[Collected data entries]
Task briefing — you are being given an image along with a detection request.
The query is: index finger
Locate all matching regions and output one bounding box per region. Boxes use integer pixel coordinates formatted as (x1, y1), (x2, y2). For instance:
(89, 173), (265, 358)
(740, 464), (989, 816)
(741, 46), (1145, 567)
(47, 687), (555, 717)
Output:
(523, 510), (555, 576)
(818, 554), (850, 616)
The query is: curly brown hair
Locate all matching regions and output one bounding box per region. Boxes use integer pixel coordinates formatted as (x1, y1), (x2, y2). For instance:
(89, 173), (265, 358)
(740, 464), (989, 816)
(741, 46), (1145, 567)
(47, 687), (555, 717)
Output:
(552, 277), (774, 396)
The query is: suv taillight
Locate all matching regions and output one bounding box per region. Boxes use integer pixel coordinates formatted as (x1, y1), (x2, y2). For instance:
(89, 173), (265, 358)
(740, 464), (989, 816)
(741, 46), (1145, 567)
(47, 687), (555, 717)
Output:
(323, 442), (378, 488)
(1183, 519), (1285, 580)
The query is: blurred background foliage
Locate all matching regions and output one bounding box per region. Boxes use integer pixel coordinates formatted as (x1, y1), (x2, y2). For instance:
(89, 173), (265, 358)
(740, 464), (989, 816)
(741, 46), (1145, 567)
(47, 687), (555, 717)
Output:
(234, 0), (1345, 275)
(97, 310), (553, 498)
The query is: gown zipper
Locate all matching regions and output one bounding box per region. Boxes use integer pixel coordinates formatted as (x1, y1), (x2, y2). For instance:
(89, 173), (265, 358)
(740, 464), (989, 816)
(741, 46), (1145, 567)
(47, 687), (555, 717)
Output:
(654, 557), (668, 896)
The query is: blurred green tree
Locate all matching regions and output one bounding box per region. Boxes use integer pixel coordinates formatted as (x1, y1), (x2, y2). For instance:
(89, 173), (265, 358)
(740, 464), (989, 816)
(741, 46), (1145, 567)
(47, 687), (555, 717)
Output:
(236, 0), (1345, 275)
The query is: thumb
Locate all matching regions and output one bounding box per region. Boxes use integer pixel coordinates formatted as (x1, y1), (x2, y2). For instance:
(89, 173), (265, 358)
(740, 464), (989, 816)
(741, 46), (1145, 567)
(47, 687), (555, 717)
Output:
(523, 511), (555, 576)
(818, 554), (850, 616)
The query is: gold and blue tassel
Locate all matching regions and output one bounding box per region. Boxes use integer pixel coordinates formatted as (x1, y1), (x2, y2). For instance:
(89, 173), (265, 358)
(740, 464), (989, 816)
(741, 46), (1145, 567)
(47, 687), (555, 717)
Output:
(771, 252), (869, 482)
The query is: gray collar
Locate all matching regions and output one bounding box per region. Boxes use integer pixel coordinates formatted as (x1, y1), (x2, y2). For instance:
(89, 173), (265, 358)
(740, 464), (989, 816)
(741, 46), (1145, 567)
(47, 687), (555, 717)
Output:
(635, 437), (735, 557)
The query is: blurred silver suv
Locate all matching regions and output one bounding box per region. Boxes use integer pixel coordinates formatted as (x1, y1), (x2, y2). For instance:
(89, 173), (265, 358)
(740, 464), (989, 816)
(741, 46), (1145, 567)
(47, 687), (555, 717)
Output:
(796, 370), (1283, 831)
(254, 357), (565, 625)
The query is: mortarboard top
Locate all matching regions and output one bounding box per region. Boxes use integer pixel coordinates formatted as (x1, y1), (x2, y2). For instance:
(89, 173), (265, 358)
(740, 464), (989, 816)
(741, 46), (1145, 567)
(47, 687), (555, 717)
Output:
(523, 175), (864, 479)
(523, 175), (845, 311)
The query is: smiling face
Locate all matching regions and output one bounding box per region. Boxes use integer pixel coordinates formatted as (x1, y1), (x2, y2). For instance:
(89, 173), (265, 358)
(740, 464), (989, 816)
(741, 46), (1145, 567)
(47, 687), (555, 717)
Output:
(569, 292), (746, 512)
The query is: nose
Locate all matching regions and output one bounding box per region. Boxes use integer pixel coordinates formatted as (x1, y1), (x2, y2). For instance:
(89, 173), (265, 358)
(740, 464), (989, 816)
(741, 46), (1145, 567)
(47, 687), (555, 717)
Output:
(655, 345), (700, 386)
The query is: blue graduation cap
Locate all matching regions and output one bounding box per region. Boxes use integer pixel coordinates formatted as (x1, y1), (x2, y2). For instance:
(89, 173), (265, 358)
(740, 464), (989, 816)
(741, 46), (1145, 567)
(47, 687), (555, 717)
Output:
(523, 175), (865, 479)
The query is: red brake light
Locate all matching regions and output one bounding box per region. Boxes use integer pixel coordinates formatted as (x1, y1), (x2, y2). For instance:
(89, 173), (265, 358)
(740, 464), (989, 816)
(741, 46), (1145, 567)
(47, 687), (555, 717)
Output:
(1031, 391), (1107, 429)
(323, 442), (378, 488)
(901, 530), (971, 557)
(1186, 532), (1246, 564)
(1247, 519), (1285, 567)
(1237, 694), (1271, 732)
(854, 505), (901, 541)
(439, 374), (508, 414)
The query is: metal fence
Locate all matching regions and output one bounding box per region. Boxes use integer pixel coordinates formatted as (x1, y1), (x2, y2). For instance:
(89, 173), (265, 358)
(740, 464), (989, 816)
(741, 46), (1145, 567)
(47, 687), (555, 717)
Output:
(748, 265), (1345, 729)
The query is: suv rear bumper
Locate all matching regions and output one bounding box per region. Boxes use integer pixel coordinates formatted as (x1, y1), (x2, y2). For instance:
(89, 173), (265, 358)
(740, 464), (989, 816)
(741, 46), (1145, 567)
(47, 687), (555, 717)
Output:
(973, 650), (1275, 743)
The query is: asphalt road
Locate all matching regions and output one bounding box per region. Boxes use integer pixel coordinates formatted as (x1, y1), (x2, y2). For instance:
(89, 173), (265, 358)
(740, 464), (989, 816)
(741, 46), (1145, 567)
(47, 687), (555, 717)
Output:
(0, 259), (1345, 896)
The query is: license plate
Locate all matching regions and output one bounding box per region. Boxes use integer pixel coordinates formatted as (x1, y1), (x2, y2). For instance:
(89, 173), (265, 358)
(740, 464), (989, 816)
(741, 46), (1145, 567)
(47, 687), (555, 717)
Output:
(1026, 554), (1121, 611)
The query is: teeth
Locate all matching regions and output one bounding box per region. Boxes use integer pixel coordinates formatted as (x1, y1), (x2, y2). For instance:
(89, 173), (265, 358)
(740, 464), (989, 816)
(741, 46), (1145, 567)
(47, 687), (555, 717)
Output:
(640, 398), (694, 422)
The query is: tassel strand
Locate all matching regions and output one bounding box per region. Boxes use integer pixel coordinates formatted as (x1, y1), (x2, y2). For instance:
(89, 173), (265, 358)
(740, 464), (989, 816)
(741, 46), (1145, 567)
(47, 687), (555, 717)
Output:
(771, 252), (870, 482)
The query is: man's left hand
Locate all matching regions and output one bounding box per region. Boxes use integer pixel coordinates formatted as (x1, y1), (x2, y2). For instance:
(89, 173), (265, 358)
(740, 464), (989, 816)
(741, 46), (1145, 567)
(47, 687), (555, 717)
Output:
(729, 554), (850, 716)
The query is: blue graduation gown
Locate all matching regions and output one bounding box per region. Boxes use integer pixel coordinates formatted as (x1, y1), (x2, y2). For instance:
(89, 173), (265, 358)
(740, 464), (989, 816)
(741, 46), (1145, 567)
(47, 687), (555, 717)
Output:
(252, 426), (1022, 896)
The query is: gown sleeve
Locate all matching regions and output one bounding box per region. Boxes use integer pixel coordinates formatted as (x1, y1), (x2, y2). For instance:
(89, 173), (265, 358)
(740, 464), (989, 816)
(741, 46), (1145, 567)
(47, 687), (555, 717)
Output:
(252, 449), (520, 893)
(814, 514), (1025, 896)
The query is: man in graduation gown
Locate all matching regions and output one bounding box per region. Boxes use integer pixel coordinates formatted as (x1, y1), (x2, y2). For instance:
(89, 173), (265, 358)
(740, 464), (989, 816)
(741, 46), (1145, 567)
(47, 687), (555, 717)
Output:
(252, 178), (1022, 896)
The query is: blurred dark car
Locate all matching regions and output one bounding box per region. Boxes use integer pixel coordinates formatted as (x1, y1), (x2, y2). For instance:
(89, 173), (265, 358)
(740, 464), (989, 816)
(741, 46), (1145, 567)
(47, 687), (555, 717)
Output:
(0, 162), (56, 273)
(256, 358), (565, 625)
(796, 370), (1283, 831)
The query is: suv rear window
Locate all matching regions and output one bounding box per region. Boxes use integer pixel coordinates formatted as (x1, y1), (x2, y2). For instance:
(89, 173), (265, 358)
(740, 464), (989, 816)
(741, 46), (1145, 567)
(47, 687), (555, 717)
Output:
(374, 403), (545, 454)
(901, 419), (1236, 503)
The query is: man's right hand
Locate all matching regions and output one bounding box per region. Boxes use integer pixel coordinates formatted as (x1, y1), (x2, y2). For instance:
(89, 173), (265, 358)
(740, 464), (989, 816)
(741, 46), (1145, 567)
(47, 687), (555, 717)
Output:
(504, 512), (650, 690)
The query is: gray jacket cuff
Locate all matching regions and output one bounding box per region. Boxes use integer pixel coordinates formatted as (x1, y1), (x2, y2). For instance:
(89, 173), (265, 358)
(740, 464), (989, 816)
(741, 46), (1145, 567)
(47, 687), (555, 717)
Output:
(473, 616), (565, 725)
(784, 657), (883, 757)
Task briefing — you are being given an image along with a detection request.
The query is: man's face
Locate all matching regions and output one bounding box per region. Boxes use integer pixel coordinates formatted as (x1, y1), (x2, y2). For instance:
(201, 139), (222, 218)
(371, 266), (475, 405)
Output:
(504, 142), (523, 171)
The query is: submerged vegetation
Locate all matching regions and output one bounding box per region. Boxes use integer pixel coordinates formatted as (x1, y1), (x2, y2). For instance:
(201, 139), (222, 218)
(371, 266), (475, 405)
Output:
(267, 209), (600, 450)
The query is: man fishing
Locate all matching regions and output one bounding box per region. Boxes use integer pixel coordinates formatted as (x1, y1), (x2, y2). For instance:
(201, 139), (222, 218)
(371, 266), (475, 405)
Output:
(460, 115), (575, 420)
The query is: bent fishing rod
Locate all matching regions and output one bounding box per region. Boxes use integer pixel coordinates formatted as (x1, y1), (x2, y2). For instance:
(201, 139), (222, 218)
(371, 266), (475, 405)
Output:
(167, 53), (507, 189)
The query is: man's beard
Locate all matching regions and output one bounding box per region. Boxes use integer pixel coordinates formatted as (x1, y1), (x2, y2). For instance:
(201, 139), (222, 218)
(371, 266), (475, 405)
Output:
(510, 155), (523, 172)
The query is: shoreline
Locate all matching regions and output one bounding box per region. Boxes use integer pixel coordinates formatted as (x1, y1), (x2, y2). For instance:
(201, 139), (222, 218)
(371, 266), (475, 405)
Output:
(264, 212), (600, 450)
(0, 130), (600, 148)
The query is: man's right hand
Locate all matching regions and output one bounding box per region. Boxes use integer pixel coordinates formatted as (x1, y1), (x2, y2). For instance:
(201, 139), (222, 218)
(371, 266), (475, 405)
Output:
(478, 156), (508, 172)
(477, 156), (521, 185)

*EXERCISE PROMPT*. Transcribe the lines from the line containing "The query is: suv rear window" through the line containing "(901, 419), (1236, 503)", both included, character for character.

*OUTPUT*.
The query is: suv rear window
Locate all matching regions and output one bounding box per region. Boxes use integer pixel coordinates formatted as (x1, y1), (x2, y2). For instance:
(89, 173), (265, 358)
(740, 464), (989, 816)
(741, 46), (1145, 567)
(47, 687), (555, 717)
Output:
(374, 403), (545, 454)
(901, 419), (1236, 503)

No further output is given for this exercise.